Required action:
Give the number of lines in the listing that hold the word "below". Write nothing but that number.

== Records

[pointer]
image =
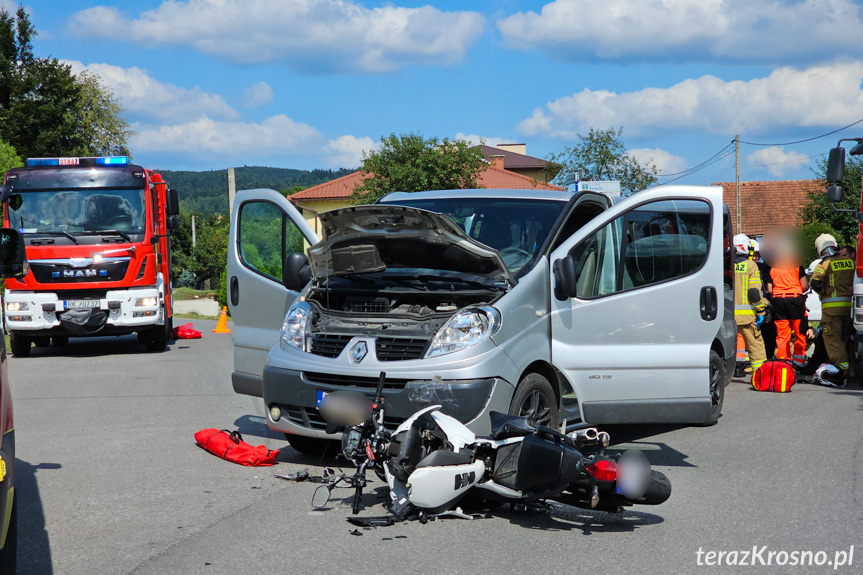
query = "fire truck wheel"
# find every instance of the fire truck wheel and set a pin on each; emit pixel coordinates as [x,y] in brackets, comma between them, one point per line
[20,344]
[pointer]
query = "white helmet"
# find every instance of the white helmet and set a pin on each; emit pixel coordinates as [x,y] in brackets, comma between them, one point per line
[741,244]
[828,374]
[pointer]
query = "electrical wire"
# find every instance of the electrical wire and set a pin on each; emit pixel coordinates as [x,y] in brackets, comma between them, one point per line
[702,166]
[806,140]
[697,167]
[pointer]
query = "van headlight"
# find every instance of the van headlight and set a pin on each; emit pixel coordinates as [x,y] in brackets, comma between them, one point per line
[296,325]
[467,327]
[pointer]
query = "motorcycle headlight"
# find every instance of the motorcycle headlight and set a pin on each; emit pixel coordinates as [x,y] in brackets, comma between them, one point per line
[466,328]
[296,323]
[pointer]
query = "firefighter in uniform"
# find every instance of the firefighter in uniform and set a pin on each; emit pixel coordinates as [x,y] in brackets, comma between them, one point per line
[748,315]
[833,279]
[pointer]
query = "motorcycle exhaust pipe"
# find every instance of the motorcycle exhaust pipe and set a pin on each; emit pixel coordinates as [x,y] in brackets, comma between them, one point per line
[588,434]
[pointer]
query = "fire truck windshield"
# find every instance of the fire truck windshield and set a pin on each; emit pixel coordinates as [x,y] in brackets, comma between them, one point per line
[78,211]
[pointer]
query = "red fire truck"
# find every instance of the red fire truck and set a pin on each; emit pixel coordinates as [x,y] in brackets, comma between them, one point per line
[97,240]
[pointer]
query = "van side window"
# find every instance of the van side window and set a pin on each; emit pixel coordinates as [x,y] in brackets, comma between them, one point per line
[265,235]
[653,243]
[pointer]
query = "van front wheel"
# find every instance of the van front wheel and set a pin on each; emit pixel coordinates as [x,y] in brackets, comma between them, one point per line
[534,398]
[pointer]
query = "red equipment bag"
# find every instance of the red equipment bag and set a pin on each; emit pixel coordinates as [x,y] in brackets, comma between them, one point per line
[775,376]
[186,331]
[229,445]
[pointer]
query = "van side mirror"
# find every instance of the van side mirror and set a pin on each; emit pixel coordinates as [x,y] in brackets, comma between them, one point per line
[172,202]
[296,272]
[753,295]
[565,281]
[835,165]
[13,260]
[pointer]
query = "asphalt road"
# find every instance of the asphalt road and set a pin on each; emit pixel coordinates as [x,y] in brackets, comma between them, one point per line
[111,481]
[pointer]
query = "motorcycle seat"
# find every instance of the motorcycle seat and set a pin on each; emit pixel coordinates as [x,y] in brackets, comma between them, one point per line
[504,426]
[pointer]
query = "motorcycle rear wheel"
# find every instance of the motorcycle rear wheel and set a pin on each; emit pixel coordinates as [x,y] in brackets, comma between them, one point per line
[658,490]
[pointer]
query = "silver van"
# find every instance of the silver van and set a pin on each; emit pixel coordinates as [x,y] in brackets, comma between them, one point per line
[555,305]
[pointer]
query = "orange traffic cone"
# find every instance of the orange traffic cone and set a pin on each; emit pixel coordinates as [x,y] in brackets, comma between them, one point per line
[222,327]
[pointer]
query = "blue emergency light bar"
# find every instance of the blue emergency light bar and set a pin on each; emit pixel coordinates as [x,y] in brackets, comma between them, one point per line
[99,161]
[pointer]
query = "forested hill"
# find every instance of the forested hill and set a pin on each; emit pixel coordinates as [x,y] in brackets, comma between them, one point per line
[207,192]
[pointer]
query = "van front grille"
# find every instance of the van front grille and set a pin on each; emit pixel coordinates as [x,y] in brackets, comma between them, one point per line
[400,348]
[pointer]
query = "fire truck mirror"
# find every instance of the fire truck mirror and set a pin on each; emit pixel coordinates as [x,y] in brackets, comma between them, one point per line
[172,202]
[835,165]
[173,223]
[13,261]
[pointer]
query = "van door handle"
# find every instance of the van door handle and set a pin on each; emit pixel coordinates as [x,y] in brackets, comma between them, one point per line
[235,291]
[709,303]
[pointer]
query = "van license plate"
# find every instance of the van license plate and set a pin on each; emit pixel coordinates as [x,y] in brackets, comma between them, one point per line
[321,395]
[82,303]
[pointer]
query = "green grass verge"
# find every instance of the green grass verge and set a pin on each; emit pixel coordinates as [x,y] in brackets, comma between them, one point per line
[189,293]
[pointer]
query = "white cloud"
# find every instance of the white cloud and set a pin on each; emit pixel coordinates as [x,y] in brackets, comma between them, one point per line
[771,31]
[242,141]
[258,95]
[310,36]
[144,97]
[665,162]
[819,96]
[777,161]
[476,140]
[347,151]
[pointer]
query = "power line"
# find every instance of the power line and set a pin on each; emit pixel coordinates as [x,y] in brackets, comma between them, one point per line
[807,139]
[697,167]
[702,166]
[786,162]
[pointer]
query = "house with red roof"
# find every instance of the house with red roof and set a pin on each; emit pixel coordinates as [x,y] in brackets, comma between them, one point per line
[767,205]
[337,193]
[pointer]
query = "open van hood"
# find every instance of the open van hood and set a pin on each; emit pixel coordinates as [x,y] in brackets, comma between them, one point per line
[368,239]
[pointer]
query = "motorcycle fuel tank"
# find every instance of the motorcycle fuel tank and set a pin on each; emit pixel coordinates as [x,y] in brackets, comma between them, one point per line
[436,487]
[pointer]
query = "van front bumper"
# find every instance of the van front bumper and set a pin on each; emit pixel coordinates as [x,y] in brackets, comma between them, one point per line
[295,393]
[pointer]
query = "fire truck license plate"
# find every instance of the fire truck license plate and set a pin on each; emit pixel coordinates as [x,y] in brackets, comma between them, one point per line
[82,303]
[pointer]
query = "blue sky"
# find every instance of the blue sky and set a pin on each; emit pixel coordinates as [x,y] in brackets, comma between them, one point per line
[208,84]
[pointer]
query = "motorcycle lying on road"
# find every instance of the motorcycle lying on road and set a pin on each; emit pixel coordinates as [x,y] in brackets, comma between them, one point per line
[432,460]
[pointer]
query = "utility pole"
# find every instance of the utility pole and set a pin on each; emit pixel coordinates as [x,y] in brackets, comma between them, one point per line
[232,189]
[737,194]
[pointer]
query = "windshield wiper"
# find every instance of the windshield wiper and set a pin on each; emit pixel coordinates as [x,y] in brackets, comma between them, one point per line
[123,235]
[56,233]
[472,283]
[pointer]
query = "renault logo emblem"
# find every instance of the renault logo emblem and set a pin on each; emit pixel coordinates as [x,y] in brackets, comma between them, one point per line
[359,351]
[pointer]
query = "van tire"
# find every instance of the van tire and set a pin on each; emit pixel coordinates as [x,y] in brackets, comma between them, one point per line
[534,393]
[717,387]
[314,446]
[20,344]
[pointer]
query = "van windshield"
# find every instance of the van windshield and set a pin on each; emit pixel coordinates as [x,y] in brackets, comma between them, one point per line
[514,227]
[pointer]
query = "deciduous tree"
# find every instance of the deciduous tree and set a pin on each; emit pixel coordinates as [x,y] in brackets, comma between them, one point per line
[601,155]
[411,163]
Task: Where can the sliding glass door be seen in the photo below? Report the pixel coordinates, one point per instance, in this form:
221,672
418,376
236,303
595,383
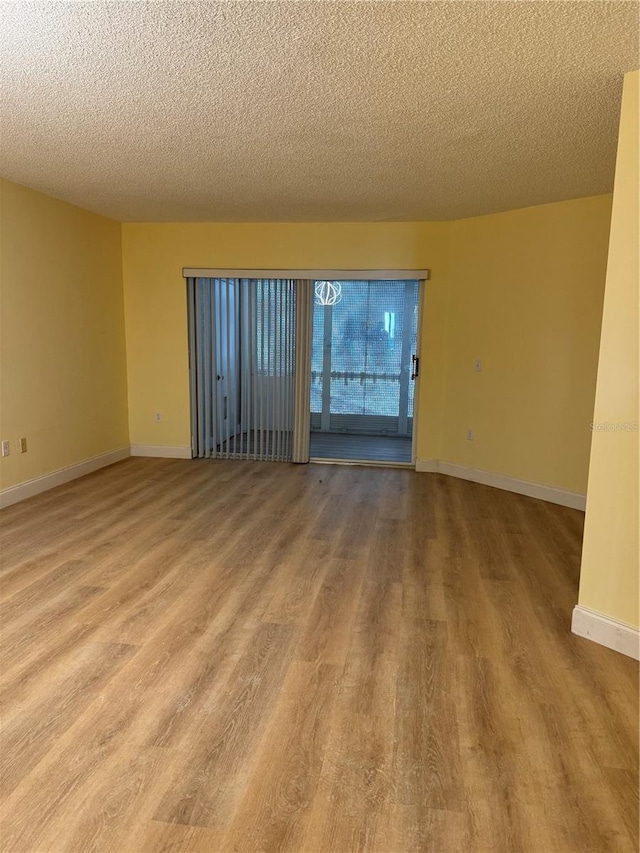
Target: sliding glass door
242,345
364,340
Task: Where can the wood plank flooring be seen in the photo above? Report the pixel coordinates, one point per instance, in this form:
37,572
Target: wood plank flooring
206,656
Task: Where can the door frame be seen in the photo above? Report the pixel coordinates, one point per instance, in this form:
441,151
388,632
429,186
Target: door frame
416,389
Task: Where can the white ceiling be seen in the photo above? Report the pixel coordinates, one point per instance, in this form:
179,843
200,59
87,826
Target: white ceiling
311,111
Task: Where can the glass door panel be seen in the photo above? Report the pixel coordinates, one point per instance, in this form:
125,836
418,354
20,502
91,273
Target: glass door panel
361,358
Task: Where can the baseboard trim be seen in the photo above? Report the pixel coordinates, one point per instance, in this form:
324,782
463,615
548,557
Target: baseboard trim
551,494
427,466
606,631
22,491
162,451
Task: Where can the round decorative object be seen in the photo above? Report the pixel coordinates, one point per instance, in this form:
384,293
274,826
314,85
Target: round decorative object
328,292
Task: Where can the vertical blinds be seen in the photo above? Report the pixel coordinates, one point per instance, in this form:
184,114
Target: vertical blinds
242,347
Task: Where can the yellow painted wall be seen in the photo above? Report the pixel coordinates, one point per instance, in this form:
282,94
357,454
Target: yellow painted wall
522,290
155,301
62,346
525,296
610,579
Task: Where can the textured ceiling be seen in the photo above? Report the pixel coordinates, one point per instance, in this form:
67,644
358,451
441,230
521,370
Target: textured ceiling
303,111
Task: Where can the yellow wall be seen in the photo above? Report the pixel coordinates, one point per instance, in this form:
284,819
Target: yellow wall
525,296
609,578
62,347
155,300
522,290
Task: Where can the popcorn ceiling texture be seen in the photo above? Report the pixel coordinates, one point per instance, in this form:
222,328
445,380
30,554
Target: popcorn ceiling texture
311,111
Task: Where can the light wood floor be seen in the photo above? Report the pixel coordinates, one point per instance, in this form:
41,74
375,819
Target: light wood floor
234,656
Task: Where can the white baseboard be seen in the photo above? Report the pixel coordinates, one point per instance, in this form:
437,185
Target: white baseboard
162,451
22,491
606,631
502,481
427,466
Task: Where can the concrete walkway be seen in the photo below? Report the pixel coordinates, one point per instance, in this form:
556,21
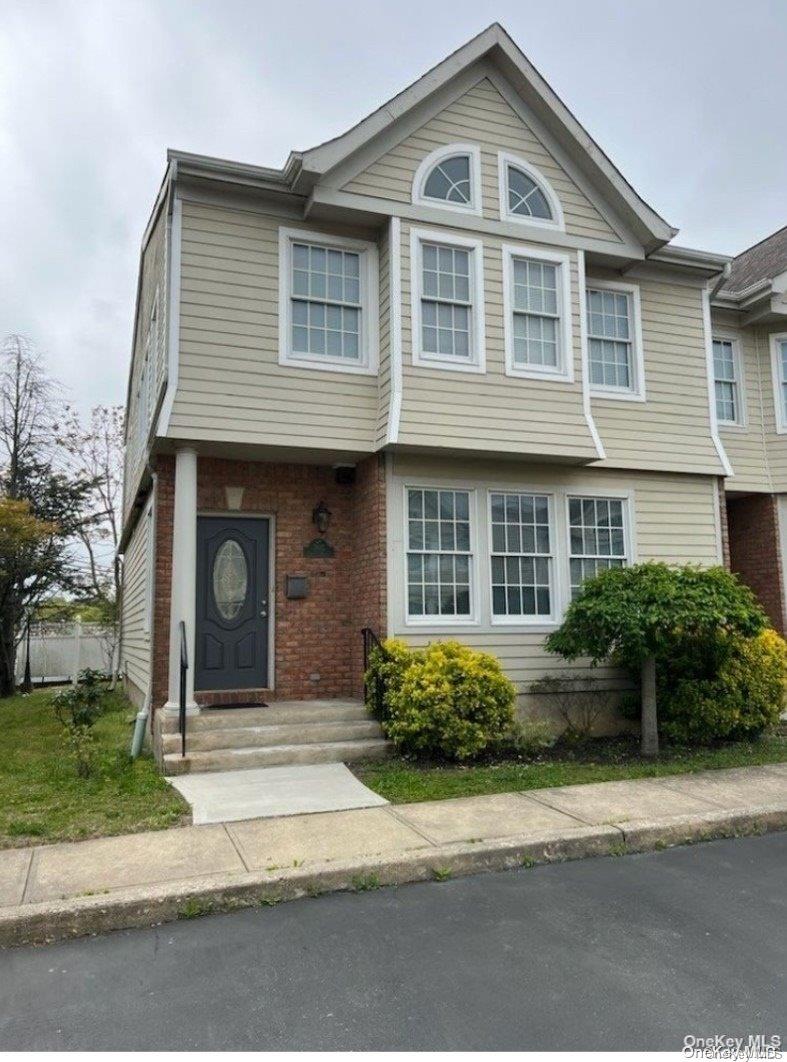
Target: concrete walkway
60,890
266,792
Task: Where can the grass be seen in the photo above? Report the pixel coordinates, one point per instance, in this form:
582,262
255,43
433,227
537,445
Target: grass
41,799
403,782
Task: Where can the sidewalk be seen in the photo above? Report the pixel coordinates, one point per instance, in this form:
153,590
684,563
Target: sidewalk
62,890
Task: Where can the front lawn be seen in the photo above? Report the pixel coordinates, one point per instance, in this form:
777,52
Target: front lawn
404,782
41,799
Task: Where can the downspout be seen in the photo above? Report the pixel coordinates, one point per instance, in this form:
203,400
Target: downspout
140,723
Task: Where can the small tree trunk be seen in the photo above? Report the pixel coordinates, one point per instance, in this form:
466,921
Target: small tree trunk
650,722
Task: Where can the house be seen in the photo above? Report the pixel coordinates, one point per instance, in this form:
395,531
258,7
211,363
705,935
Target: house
424,380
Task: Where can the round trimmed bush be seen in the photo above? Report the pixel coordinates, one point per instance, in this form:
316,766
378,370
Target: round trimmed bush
446,700
730,689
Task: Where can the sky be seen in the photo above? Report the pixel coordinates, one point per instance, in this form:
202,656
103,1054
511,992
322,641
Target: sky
686,98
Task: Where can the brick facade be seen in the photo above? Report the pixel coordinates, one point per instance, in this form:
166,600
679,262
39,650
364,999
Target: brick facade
317,640
754,550
723,524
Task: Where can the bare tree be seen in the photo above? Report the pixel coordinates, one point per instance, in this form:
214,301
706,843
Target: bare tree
53,496
96,452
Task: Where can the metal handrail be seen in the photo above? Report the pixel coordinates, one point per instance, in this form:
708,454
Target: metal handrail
373,694
184,669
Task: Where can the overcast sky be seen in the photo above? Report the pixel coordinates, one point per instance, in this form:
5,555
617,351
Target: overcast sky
687,98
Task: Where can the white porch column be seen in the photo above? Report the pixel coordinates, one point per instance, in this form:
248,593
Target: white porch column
183,603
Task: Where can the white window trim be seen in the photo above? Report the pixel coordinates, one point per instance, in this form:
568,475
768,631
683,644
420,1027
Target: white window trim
439,155
565,371
740,403
482,619
555,592
473,618
477,362
629,536
503,160
636,392
779,405
369,302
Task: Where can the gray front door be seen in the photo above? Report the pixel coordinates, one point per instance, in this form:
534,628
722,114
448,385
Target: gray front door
232,603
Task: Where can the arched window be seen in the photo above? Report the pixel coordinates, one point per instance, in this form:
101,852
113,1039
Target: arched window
449,177
526,194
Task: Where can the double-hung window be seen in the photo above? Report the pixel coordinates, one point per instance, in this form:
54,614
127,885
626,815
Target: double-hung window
726,381
447,302
439,553
614,341
597,537
536,296
327,303
520,557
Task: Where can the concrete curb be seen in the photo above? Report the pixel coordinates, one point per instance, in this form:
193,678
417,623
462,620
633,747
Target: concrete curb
153,905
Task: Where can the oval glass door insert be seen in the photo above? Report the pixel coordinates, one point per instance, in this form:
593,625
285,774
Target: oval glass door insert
231,579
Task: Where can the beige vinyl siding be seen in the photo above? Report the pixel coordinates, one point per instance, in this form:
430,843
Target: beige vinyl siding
153,284
383,387
481,116
231,386
775,443
674,520
136,639
491,411
745,445
671,429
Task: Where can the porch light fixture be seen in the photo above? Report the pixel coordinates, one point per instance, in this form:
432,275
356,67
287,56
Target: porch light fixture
321,517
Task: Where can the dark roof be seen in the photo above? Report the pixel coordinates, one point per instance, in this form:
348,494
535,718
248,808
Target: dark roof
759,262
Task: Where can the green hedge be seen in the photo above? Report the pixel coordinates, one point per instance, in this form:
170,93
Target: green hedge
446,700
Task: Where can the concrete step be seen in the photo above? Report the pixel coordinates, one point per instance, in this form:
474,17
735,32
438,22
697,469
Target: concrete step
277,713
301,733
231,759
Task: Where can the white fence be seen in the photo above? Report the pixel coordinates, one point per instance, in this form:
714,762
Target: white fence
60,651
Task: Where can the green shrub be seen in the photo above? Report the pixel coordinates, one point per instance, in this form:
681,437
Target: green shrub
729,688
78,707
387,666
446,700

====

Task result:
2